Sunday Morning for Sunday 31 July 2022
8:10 Are RATs giving us the right results?
Doubts have been raised about the efficacy of RAT test brands in Australia, but we've been reassured that the ones here are picking up the new variants. So with so many people post-infection, the latest research on Long Covid enters the frame again.
Dr Andrew Read is at Penn State, Pennsylvania State University. He's the director of its Institutes of Life Sciences and he specialises in the ways infectious diseases work, with expertise as well in how well vaccines cope with them.
8:30 Calling Home from Croatia
David Howard's coming up on Calling Home, from Croatia, where he met his wife, and has stayed. It's an area with turbulent history, its savage war of independence isn't a distant memory yet. NZ's Greg Johnson once sang about that, and a young woman in the middle of it all
9:06 Mediawatch
This week Mediawatch looks at looks how the media covered a leadership upheaval within The Greens.

The task:
Reproduce everything in the Sunday Morning schedule from "8:30 Calling Home" down to "within The Greens.". The listing has no role in this.

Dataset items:
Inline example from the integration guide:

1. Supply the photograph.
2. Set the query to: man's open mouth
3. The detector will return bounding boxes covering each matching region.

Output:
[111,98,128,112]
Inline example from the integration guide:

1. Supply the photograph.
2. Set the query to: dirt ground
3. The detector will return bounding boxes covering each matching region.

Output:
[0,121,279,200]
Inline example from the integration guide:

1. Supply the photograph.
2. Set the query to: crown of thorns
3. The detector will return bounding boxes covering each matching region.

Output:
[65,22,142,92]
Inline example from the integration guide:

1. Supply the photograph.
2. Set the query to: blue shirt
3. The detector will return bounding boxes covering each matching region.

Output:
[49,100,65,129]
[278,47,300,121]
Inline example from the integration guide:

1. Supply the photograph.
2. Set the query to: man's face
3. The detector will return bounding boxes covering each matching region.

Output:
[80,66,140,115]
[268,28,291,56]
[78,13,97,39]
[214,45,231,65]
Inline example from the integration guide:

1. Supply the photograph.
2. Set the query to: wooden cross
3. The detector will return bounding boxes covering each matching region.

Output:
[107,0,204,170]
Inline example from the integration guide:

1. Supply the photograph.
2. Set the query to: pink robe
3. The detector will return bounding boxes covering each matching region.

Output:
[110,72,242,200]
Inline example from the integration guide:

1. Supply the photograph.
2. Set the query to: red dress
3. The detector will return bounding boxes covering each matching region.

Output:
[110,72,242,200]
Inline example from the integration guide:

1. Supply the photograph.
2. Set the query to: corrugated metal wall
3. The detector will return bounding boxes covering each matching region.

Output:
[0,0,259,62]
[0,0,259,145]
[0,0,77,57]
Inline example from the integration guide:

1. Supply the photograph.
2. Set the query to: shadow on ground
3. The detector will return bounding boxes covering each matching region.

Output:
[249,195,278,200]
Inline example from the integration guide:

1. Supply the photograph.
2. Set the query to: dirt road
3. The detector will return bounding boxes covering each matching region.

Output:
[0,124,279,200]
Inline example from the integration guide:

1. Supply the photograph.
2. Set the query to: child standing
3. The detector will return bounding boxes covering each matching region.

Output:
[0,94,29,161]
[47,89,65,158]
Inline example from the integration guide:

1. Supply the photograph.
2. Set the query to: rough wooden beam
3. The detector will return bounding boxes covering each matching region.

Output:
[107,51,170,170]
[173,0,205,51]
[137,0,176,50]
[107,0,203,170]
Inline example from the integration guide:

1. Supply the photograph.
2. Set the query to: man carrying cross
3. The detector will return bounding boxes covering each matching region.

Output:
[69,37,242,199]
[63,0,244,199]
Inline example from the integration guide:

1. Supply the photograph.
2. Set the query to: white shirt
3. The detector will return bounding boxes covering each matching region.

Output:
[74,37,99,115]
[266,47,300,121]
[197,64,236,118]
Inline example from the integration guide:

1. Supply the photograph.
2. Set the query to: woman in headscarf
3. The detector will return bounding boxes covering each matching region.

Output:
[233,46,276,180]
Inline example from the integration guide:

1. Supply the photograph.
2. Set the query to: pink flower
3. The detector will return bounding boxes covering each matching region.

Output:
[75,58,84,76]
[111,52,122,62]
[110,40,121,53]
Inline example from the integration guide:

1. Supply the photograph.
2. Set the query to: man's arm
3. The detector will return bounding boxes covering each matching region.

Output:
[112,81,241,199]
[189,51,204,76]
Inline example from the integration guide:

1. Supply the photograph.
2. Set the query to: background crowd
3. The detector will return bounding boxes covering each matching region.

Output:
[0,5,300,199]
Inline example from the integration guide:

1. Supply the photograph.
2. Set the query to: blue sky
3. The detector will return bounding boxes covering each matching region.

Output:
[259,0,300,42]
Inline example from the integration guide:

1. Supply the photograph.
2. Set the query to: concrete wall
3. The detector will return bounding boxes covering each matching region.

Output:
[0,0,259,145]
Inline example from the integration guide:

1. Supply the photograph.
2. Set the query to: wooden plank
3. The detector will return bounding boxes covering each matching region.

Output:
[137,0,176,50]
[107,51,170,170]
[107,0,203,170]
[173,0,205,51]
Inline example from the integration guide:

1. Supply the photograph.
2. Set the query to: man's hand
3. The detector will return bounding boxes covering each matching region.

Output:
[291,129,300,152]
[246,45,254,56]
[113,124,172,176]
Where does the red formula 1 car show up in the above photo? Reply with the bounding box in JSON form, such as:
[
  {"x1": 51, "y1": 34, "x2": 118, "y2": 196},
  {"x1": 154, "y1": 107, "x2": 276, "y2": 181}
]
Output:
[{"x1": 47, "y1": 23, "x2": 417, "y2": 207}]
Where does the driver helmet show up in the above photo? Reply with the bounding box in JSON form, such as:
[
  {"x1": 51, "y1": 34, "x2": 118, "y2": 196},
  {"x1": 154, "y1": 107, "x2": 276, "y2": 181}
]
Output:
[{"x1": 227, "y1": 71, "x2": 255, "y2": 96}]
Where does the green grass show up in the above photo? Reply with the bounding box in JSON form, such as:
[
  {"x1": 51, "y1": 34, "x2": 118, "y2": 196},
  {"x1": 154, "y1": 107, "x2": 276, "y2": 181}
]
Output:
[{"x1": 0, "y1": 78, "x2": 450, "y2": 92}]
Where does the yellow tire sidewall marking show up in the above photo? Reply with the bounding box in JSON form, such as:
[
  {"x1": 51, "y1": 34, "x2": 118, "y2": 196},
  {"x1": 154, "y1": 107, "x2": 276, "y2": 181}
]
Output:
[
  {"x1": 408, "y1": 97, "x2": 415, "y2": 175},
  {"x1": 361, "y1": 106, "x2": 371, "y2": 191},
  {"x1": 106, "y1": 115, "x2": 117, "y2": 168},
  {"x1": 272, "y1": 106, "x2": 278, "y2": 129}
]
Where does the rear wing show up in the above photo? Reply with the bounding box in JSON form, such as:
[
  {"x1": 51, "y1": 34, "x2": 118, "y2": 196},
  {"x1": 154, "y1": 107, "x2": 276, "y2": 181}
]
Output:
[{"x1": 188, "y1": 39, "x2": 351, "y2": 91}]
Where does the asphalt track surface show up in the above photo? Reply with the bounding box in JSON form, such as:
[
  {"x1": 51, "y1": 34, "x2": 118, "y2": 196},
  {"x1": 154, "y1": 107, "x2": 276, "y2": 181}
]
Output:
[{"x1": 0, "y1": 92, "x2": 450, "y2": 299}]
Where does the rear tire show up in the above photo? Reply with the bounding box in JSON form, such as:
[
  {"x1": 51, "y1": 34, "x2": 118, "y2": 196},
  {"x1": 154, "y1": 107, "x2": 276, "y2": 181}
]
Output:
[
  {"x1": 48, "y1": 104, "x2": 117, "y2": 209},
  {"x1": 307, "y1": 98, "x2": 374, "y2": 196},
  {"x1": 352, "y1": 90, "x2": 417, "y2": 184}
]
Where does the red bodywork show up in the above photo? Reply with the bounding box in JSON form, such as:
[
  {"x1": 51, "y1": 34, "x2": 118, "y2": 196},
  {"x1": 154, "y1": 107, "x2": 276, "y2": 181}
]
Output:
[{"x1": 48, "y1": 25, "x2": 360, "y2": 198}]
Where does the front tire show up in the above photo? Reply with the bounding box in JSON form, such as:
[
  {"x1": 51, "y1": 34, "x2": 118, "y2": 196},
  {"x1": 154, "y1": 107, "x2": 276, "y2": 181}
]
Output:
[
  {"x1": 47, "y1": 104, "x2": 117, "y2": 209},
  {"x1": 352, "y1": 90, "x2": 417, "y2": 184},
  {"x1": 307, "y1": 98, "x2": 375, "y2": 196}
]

Result of this exercise:
8:30 Calling Home from Croatia
David Howard's coming up on Calling Home, from Croatia, where he met his wife, and has stayed. It's an area with turbulent history, its savage war of independence isn't a distant memory yet. NZ's Greg Johnson once sang about that, and a young woman in the middle of it all
9:06 Mediawatch
This week Mediawatch looks at looks how the media covered a leadership upheaval within The Greens.